## СТРАНИЦА
»»

В для-себя-бытии выступает определение идеальности. Наличное бытие, взятое ближайшим образом лишь со стороны его бытия или его утвердительности, обладает реальностью (§ 91 "Энциклопедии"), и, следовательно, конечность также ближайшим образом выступает в определении реальности. Но истину конечного составляет, наоборот, его идеальность. И точно так же бесконечное рассудка, которое ставится им рядом с конечным, само есть одно из двух конечных, есть неистинное, идеальное.

"Эта идеальность конечного есть основное положение философии, и каждое подлинно философское учение есть поэтому идеализм. Важно только не принимать за бесконечное то, что по своему определению тотчас же превращается в особенное и конечное" [3, 234]. Философию и Гегеля интересует идеальное конечного, а не "реальное бесконечного" в качестве какой-то рассудочной фикции, чистой абстракции, возводящей пустую форму, пустое мышление всеобщего понятия бытия в качестве самостоятельной родовой сущности. Искусство в своих высших формах и приходит к идеальному конечного, пытается обозначить идеальное конечного в своих образованиях, преобразуя пустое превращение представлений в некоторое значимое целое, некую символическую структуру. Как в этом же разделе "Энциклопедии", но в другом параграфе Гегель пишет о порочности взаимоперехода некоего нечто, наличного бытия, в некоторое другое, которое оказывается таким же нечто (§ 94: "Эта бесконечность есть дурная, или отрицательная, бесконечность, так как она есть не что иное, как отрицание конечного, которое, однако, снова возникает и, следовательно, не снимается; или, иными словами, эта бесконечность выражает только долженствование снятия конечного" [3, 232]), так и мы, разбирая выше параграф 78 "Энциклопедии", говорили о том, как произведение искусства обнаруживает не безразличную смену представлений, а некоторое специально организованное их действие, которое открывает нам, как наши представления есть внутренне опосредованные целостности, способные привести нас к реальности духовной субстанции.

В принципе, о подобном параллелизме говорит и сам Гегель в параграфе 114: "Так как субстанциально во всем этом одно и то же понятие, то в развитии сущности встречаются те же самые определения, что и в развитии бытия, но в рефлектированной форме. Таким образом, вместо бытия и ничто выступают теперь формы положительного и отрицательного. Положительное в качестве тождества соответствует лишенному противоположности бытию, а отрицательное развито (светится видимостью в самом себе) как различие. Затем, здесь самостановление как основание наличного бытия, рефлектированного из основания, есть существование и т. д." [3, 268].

««

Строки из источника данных
»»

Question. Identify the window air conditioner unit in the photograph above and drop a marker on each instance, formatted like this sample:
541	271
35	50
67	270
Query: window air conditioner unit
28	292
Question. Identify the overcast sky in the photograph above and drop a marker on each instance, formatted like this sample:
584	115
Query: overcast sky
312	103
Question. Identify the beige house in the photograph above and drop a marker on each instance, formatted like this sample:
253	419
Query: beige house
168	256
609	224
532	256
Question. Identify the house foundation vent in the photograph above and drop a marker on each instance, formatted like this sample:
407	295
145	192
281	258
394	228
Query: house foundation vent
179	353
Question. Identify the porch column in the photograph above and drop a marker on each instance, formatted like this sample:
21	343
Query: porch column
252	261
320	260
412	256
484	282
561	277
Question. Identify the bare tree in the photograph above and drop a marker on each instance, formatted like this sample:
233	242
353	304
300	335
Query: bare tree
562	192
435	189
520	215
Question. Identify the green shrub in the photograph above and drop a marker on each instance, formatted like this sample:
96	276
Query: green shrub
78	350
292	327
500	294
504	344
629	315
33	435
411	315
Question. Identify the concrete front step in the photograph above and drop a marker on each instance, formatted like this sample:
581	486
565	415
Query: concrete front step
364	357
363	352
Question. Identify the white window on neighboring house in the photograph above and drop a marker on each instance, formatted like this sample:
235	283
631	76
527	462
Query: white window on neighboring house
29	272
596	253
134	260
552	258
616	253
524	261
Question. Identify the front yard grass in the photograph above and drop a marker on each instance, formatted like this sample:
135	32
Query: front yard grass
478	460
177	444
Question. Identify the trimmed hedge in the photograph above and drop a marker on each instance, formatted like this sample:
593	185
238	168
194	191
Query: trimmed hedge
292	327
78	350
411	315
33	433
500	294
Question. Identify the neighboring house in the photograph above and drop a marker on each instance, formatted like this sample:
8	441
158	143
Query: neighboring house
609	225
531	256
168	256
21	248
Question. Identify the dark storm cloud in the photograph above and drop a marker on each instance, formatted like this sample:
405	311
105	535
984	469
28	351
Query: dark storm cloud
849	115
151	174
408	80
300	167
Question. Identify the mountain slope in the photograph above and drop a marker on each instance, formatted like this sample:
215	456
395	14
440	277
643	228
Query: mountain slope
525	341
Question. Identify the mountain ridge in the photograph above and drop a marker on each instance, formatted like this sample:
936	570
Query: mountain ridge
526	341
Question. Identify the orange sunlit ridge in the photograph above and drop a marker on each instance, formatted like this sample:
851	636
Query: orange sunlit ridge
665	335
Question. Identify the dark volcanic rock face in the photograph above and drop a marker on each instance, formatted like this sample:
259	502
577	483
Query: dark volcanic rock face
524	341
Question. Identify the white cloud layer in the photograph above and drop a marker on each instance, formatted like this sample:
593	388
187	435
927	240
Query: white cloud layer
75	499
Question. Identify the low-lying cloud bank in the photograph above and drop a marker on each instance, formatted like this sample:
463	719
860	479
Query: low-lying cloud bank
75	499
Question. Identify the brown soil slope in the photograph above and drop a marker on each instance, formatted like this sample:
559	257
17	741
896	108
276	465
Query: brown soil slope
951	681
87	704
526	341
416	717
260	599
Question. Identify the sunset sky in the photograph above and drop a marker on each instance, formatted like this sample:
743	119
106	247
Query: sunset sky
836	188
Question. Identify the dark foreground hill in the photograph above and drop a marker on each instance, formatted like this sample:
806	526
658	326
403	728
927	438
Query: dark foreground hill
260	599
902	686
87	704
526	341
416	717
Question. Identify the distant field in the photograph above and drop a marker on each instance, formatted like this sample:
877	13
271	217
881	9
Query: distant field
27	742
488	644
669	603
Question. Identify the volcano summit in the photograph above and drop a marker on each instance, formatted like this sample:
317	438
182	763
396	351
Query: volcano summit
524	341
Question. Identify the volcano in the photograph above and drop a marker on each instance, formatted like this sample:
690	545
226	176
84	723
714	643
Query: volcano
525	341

««

## ЧТО СДЕЛАТЬ
Пожалуйста, воспроизведите дословно отрывок из текста об идеальности конечного у Гегеля: от слов «В для-себя-бытии выступает» до слов «есть неистинное, идеальное.» включительно.

## ОТВЕТ
В для-себя-бытии выступает определение идеальности. Наличное бытие, взятое ближайшим образом лишь со стороны его бытия или его утвердительности, обладает реальностью (§ 91 "Энциклопедии"), и, следовательно, конечность также ближайшим образом выступает в определении реальности. Но истину конечного составляет, наоборот, его идеальность. И точно так же бесконечное рассудка, которое ставится им рядом с конечным, само есть одно из двух конечных, есть неистинное, идеальное.